- [QUESTIONS ON THE MATERIAL]
1. Summarize the article on pets and summer heat in Texas in three sentences.
2. Rewrite the article on pets and summer heat in Texas between "There were 58" and "poses for pets.", inclusive, with "sweltering" replaced by "scorching".
3. Carry on the article on pets and summer heat in Texas past its final sentence.

- [READING PASSAGE]
......

There were 58 reported animal deaths in Texas related to hot weather in the last year.
With sweltering summer temperatures upon us, animal-advocacy groups are cautioning Texas residents about the dangers that heat poses for pets.
Zandra Anderson is a Texas attorney specializing in animal law who calls herself the Texas Dog Lawyer. She encourages anyone who sees a pet left in a hot vehicle to notify authorities because, even if there's water and windows are cracked, temperatures can rise so quickly that animals can die from heat stroke.
"The wisest thing to do is take down the license plate, and turn that into the police, and hopefully you'll get a quick response to get the animal out," says Anderson.
Even on a 78 degree day, the temperature inside a parked car can reach 100 degrees in just minutes. Heat stroke can be fatal, and symptoms include restlessness, heavy panting, vomiting, lethargy and poor appetite or coordination.
Texas lawmakers did not advance bills in the last session that would have made it legal to break into vehicles to rescue pets.

......

- [DATASET EXTRACT]

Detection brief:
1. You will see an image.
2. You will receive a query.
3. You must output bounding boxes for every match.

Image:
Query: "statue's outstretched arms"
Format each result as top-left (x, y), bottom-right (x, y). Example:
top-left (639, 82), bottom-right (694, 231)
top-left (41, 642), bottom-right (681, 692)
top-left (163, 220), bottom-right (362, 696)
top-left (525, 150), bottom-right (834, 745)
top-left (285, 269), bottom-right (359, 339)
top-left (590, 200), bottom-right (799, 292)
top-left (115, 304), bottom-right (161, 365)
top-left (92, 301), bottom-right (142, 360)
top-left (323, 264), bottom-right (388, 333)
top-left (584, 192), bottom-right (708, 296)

......

- [SOLVED TASKS]
1. Animal-advocacy groups are warning Texas residents about the dangers summer heat poses for pets, with 58 reported heat-related animal deaths in Texas in the last year. Animal-law attorney Zandra Anderson urges anyone who sees a pet left in a hot vehicle to give the license plate to police, because even on a 78 degree day the temperature inside a parked car can reach 100 degrees in minutes, and heat stroke can be fatal. Texas lawmakers did not advance bills in the last session that would have made it legal to break into vehicles to rescue pets.

2.
There were 58 reported animal deaths in Texas related to hot weather in the last year.
With scorching summer temperatures upon us, animal-advocacy groups are cautioning Texas residents about the dangers that heat poses for pets.

3.
Laura Donahue-Halloran, executive director with the Texas Humane Legislation Network, says because they don't sweat like humans, dogs and other pets have a more difficult time staying cool. She cautions against running with dogs on hot days, since she says they're essentially jogging with a fur coat on.
Donahue-Halloran adds it's also important to be mindful about walking a dog.
"It is common for asphalt to exceed temperatures of 145 degrees," says Donahue-Halloran. "You should place the back of your hand on the surface for ten seconds, and if it's too hot for you to keep your hand on the surface, then it's definitely too hot for your pet."
Donahue-Halloran suggests walking in the grass, choosing shady routes, or heading out in the early morning or in the evening when the temperatures are cooler.